▶ [What you should do]:
Reproduce all of the rows below word for word, keeping their order.
▶
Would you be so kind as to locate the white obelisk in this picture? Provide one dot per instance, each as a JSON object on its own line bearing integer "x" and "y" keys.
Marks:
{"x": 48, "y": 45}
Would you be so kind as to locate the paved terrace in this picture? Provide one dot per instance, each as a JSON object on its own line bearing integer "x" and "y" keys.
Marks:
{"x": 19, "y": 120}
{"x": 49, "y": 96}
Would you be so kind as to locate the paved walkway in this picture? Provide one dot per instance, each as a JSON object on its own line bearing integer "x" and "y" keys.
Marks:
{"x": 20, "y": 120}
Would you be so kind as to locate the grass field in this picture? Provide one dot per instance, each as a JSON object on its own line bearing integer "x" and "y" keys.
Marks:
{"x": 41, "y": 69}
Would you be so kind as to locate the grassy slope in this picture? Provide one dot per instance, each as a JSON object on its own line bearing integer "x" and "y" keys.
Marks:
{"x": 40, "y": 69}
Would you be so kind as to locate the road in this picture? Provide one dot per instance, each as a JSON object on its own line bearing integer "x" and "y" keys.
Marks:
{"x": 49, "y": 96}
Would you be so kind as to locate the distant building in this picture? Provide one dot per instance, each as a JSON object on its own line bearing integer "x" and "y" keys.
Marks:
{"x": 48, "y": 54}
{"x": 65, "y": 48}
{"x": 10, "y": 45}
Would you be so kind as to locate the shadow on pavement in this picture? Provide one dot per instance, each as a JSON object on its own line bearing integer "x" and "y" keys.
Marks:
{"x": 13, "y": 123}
◀
▶ [Reply to the exercise]:
Would you be so kind as to locate the white obelisk in this picture? Provide one dot per instance, each as a JSON object on its own line bearing integer "x" and "y" keys.
Marks:
{"x": 48, "y": 45}
Would you be so kind as to locate the paved terrace in this picture? Provide one dot per instance, each as a JSON object on its own line bearing integer "x" and "y" keys.
Marks:
{"x": 19, "y": 120}
{"x": 49, "y": 96}
Would you be so kind as to locate the paved walkway in this picture? Provide one dot per instance, each as a JSON object on its own line bearing integer "x" and "y" keys.
Marks:
{"x": 20, "y": 120}
Would you be so kind as to locate the grass field in this picture? Provide one dot per instance, each as a JSON object on its own line bearing integer "x" and "y" keys.
Marks:
{"x": 41, "y": 69}
Would you be so kind as to locate the grassy slope in this picture? Provide one dot per instance, each as a JSON object on its own line bearing integer "x" and "y" keys.
Marks:
{"x": 40, "y": 69}
Would you be so kind as to locate the road in this picture? Provide one dot per instance, each as a JSON object on its own line bearing integer "x" and "y" keys.
Marks:
{"x": 49, "y": 96}
Would you be so kind as to locate the distant building in this picture? Provide one dot per instance, each as a JSON object on its own line bearing integer "x" and "y" keys.
Marks:
{"x": 48, "y": 54}
{"x": 65, "y": 48}
{"x": 10, "y": 45}
Would you be so kind as to locate the shadow on pavement in this picture? Provide one dot per instance, each as a JSON object on its own line bearing integer "x" and "y" keys.
Marks:
{"x": 13, "y": 123}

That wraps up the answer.